**Study material**
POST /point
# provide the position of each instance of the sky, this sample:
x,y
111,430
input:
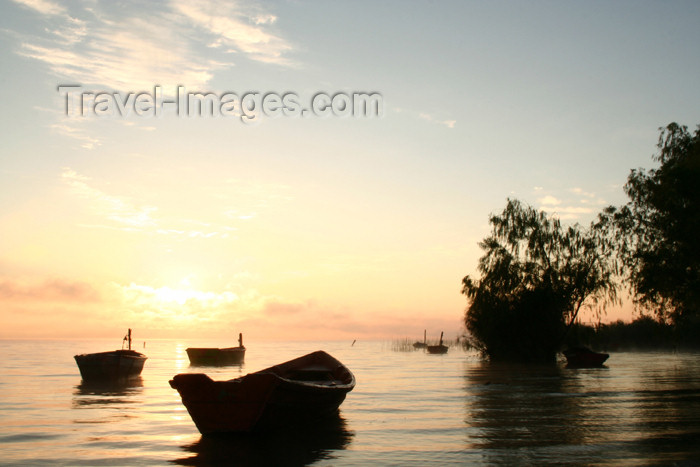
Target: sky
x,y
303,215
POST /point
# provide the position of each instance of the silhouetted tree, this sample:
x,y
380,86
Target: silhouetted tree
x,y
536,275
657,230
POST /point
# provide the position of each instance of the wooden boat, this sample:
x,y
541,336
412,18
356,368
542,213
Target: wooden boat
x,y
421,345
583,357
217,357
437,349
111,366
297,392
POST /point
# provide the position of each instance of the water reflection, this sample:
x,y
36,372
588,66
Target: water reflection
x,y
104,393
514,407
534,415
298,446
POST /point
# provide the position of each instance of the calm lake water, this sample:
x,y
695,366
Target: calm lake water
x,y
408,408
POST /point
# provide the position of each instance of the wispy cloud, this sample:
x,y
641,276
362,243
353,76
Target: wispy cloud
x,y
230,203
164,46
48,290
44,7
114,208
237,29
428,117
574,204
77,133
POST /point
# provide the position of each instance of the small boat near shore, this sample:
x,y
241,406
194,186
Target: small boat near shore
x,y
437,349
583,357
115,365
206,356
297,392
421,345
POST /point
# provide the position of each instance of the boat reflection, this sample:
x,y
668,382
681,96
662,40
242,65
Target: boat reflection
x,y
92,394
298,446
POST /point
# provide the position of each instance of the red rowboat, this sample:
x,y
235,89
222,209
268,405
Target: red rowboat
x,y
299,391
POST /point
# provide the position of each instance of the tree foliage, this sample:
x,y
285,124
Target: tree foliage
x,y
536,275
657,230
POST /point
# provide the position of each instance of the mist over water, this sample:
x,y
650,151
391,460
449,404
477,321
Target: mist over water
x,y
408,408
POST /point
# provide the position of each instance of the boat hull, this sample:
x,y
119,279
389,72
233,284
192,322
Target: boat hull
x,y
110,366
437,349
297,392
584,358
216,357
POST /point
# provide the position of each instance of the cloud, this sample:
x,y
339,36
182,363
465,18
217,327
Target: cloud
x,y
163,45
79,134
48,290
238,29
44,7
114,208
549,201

--

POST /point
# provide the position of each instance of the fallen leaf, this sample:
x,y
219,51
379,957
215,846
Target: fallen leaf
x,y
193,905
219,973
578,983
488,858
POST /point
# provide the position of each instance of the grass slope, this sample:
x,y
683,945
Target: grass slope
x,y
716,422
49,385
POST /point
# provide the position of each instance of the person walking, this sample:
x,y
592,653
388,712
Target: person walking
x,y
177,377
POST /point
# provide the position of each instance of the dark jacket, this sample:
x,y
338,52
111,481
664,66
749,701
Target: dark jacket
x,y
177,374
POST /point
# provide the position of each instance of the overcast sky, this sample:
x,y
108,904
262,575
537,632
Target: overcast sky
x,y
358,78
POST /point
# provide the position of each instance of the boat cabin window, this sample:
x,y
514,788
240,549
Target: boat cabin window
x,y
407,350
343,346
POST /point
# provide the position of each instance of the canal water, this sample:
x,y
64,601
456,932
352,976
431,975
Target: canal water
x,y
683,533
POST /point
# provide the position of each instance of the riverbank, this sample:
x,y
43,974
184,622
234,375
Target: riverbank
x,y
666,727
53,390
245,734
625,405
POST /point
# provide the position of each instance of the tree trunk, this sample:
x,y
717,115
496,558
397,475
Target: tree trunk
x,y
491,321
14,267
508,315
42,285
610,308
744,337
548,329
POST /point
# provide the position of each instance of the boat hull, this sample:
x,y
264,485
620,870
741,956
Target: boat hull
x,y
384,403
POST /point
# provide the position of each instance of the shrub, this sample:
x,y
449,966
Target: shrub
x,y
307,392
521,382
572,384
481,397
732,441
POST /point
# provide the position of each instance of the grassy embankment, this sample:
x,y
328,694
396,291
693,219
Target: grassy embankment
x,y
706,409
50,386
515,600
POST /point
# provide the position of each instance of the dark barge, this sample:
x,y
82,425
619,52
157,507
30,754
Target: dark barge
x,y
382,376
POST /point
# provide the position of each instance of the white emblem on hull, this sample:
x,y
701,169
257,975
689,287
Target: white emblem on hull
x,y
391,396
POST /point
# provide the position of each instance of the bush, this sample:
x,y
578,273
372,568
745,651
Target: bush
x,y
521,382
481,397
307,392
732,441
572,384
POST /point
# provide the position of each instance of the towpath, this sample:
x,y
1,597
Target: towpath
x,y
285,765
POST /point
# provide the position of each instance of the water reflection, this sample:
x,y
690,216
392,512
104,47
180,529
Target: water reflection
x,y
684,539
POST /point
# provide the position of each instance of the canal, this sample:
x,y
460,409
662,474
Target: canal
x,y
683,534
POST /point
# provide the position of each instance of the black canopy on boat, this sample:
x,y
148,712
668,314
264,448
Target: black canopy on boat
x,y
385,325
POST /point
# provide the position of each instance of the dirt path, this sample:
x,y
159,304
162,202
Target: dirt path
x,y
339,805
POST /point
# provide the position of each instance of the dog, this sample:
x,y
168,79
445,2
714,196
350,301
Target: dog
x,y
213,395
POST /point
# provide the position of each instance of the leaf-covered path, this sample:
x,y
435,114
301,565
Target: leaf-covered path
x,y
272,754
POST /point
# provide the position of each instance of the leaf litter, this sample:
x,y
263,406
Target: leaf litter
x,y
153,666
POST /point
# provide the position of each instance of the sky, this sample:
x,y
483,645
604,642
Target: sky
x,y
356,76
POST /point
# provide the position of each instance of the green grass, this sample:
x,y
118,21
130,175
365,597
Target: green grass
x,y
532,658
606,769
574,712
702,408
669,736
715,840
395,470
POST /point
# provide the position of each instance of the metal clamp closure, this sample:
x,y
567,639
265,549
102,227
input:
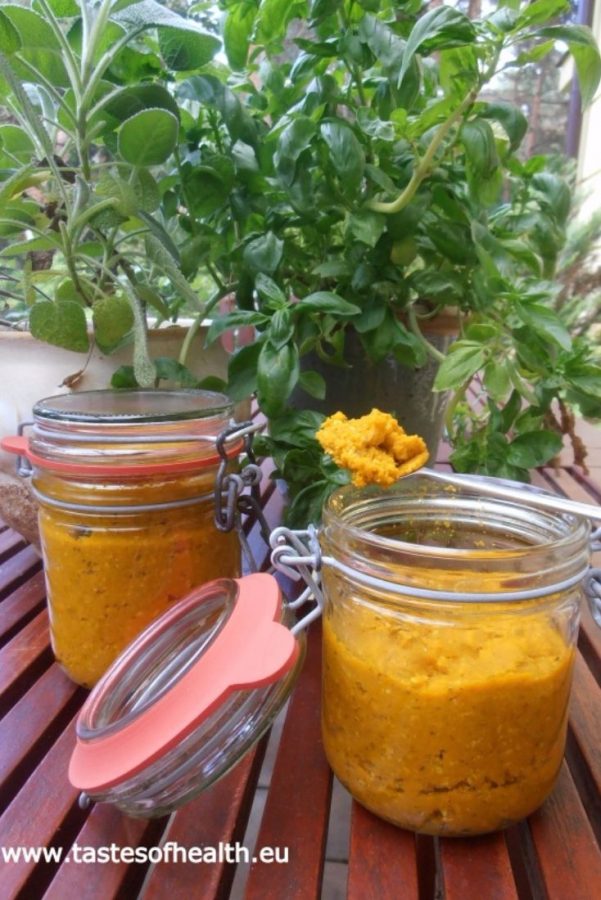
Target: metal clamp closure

**Exercise objective**
In the data above, find the line containing "# provide the position of each instance of the metal" and the line containing "Target: metal clamp closure". Copy exactly the stretch from the first through the second, both included, leaving out any picture.

**Answer section**
# provide the position of each instance of the metal clamp closure, this sample:
x,y
567,639
265,549
102,227
input:
Target: metal clamp closure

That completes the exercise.